▶ **Problem description**: Transcribe the items below, from the line containing "of the uniform" through the end of the items, including both ends. Leave the pictures out of your answer.

(Point annotation dataset records)

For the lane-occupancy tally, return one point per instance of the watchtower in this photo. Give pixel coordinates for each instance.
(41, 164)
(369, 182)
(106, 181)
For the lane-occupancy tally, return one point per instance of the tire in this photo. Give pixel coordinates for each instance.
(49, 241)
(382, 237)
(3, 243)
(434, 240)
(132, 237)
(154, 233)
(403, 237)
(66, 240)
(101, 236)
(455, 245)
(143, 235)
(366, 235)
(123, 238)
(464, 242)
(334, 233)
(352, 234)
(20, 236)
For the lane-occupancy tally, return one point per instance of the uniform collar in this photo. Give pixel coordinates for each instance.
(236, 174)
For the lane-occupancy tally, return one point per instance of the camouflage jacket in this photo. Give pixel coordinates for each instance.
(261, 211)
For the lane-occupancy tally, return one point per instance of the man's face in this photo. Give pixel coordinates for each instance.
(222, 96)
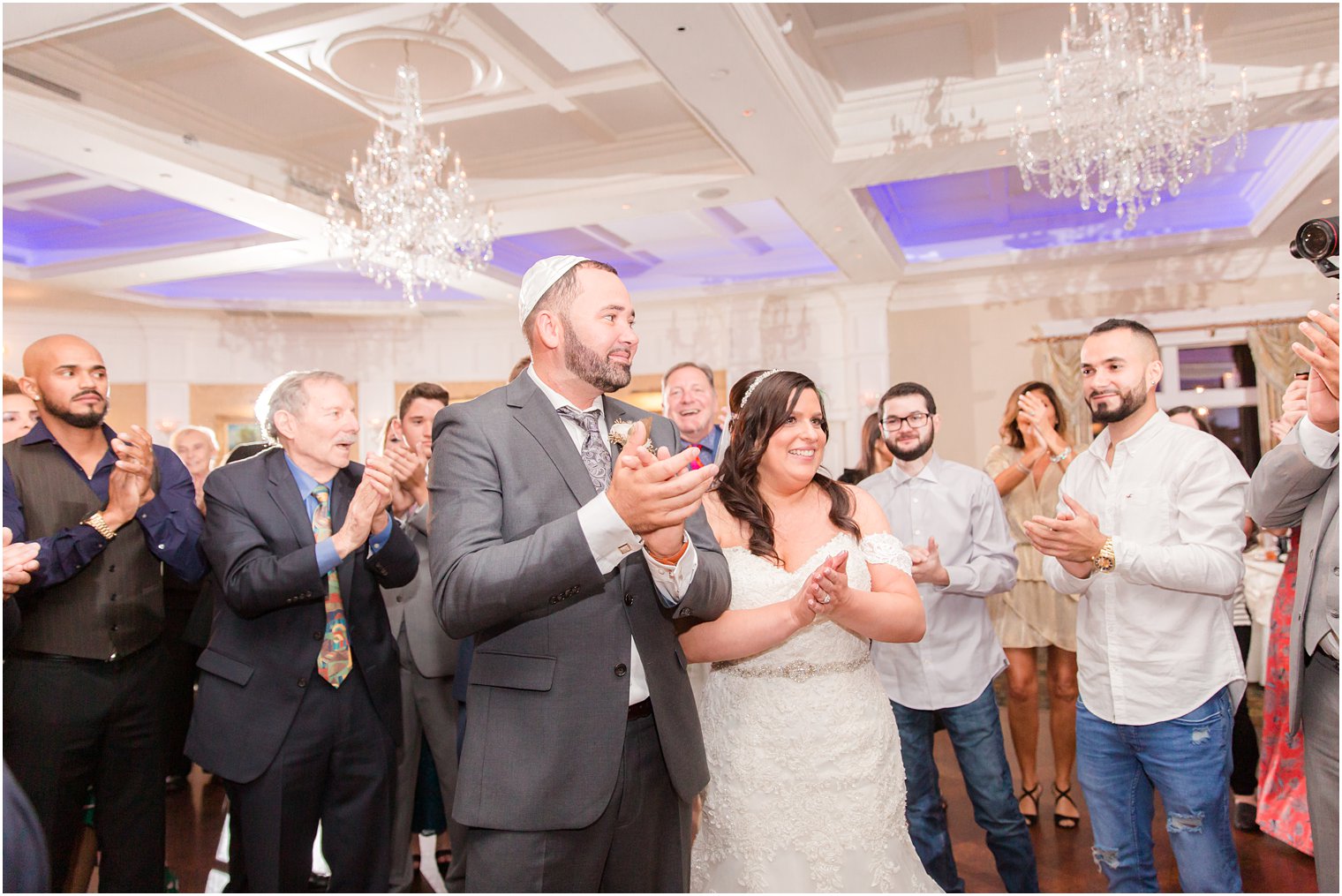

▶ **Answer for this exercise**:
For the lane-occupancy tally, return one point per instance of the uniform collar in this photo. Give pixel coordinates for each instance.
(236, 174)
For the lane-occupancy tally, return one point per instance of the camouflage jacket in this photo. Give pixel coordinates for each instance.
(261, 211)
For the lane-occupancy tally, return one point per instance of the man's face in this photo. Give pixel coordinates for each instance.
(222, 96)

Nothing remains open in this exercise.